◆ About this task:
Return every record below exactly as written.

◆ Supplied records:
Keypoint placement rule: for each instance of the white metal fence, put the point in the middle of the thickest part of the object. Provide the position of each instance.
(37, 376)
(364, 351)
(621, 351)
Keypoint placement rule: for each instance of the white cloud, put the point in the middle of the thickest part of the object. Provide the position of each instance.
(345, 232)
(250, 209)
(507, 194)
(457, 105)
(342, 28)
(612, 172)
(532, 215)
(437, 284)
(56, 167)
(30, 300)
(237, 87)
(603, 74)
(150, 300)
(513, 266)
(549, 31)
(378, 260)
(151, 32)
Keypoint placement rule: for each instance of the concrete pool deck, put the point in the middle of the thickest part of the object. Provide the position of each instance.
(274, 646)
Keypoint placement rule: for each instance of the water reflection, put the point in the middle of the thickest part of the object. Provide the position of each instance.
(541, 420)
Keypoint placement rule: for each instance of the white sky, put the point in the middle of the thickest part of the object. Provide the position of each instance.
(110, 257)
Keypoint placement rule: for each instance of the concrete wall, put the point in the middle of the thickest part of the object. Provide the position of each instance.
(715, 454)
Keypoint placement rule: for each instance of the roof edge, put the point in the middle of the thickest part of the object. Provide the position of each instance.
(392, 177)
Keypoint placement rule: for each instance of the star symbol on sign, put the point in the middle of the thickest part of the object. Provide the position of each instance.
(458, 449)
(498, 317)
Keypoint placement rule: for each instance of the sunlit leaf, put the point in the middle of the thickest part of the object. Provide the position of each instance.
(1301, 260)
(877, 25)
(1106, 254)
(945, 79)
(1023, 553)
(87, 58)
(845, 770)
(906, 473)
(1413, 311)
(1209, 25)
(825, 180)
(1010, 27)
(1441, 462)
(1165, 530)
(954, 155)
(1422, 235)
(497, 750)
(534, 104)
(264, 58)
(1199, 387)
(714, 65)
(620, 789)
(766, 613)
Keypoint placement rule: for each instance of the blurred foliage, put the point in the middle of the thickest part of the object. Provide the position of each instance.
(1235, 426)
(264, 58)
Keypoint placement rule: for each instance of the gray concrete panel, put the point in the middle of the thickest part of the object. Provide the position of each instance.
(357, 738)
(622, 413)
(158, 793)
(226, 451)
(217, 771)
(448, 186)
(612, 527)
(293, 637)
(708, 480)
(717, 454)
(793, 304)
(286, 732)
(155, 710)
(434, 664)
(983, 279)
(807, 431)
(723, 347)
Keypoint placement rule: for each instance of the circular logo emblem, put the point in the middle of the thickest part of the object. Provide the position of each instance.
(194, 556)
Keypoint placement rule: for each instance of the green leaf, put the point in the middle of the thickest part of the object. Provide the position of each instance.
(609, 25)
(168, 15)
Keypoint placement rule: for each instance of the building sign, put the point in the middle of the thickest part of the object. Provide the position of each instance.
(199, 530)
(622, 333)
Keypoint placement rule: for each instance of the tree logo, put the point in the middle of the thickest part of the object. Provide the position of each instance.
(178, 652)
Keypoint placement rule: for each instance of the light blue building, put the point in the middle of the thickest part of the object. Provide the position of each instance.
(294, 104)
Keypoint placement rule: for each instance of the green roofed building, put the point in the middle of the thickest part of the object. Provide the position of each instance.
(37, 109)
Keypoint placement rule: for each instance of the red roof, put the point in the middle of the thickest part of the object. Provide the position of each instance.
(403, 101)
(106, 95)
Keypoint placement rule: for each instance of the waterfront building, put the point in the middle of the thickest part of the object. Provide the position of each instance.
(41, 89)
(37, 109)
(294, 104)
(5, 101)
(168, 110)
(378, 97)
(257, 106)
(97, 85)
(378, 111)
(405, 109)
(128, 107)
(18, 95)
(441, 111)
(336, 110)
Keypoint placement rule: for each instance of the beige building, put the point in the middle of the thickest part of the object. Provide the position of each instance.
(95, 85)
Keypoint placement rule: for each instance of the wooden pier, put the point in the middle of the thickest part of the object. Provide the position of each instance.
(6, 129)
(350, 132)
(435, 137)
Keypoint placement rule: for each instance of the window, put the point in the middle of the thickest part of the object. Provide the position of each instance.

◆ Solution to the problem:
Keypoint placement rule: for each instance of the white metal fence, put the point in the middle of the thickest part of the object. Provide the position of each instance.
(37, 376)
(364, 351)
(621, 351)
Keypoint placement rule: for each instance of the white cloud, put the point in the middle of the thickest part of the object. Provide the position of each instance.
(345, 232)
(250, 209)
(507, 194)
(457, 105)
(342, 28)
(612, 172)
(532, 215)
(437, 284)
(56, 167)
(30, 300)
(237, 87)
(603, 74)
(150, 300)
(513, 266)
(549, 31)
(378, 260)
(151, 32)
Keypoint placement rule: for each instance of the concrete pool deck, put the point in the middle of the thickest part of the object. Provide the position of each instance.
(274, 646)
Keypoint placement rule: for each instance of the water reflection, put the point in the middle of the thickest part of the object. Provide the position of each instance.
(541, 420)
Keypoint placement rule: for each instance of the white sky, put the point in the middle of the thickest part of the object. Provide the position of each instance.
(110, 257)
Keypoint placement rule: for each instance of the concrete wall, put the point in the middle of the thickest part of the object. Provide the position of each instance.
(715, 454)
Keypoint placement rule: for each instance of the roof edge, put the point in the middle of the thickest part of the object. Provide the position of each instance.
(392, 177)
Keypoint placement rule: for each instance of the star symbol on sign, put the point in the middle of the thickest part of the object. Provide the position of each instance.
(458, 449)
(498, 317)
Keypoint placement rule: for each instance of the sunlit leaf, put the point in the middle of the thickest part of the object. Provide the position of each instance.
(1301, 260)
(877, 25)
(1106, 254)
(945, 79)
(1023, 553)
(87, 58)
(845, 770)
(906, 473)
(1413, 311)
(1209, 25)
(825, 180)
(1010, 27)
(1441, 462)
(1165, 530)
(954, 155)
(1422, 235)
(497, 750)
(534, 104)
(264, 58)
(1199, 387)
(714, 65)
(620, 789)
(766, 613)
Keypoint placement rule: for each instance of the blurred foliage, put the point in the middle of the thickest part of the object. Provide the position of each instance.
(1235, 426)
(264, 58)
Keypoint placement rule: for each instance of the gray concrete panel, put the point in the middle of the thickest part of the object. Provide the position of each instance.
(357, 738)
(622, 413)
(158, 793)
(226, 451)
(217, 771)
(448, 186)
(612, 527)
(293, 637)
(708, 480)
(717, 454)
(793, 304)
(286, 732)
(155, 710)
(434, 664)
(983, 279)
(807, 431)
(723, 347)
Keypoint placement rule: for each instance of the circular logo emblem, put the point in the middle of the thickest part of the object. Provide the position of each instance.
(194, 556)
Keypoint placement rule: for each instance of the green leaf, put the point in the middle of the thickest part of the object. Provide the position of each instance.
(609, 25)
(168, 15)
Keypoint placement rule: for each instance of the building sign, put the point in the middle of the thickest part of the object. Provide the position of each instance.
(199, 530)
(622, 333)
Keypoint placement rule: for each instance of the tree logo, put the point in the middle of the thickest part of the object. Provide the position of each instance.
(178, 652)
Keypoint placement rule: for each instance of the light blue building, put the point in the middle of the thickest part of the object. Provide the position of each instance.
(294, 104)
Keypoint placement rule: for each instance of the green roofed building, put the point in the middle of the thickest part of the object. Provide the position of each instance.
(37, 109)
Keypoint placement rule: for each instance of the red roof, put the point in the middle of the thickest part of the object. Provide the position of each instance.
(403, 101)
(106, 95)
Keypoint placement rule: for each instance of the waterfront building, put the point in the middle of the thickest part of the object. Provide the position of each instance.
(41, 89)
(37, 109)
(294, 104)
(5, 101)
(168, 110)
(378, 97)
(257, 106)
(97, 85)
(378, 111)
(405, 109)
(128, 107)
(18, 95)
(441, 111)
(336, 110)
Keypoint placement rule: for each instance of the beige building, put the point in the middle of the thickest part of the object. Provide the position of each instance.
(95, 85)
Keypoint placement rule: for each instance of the wooden pier, put the point in the middle of the thickest part of the object. Provide the position of each instance.
(6, 129)
(350, 132)
(435, 137)
Keypoint placement rule: for each instance of the window, put the point in the middle of the thickest part of the object. Provide the position of each instance.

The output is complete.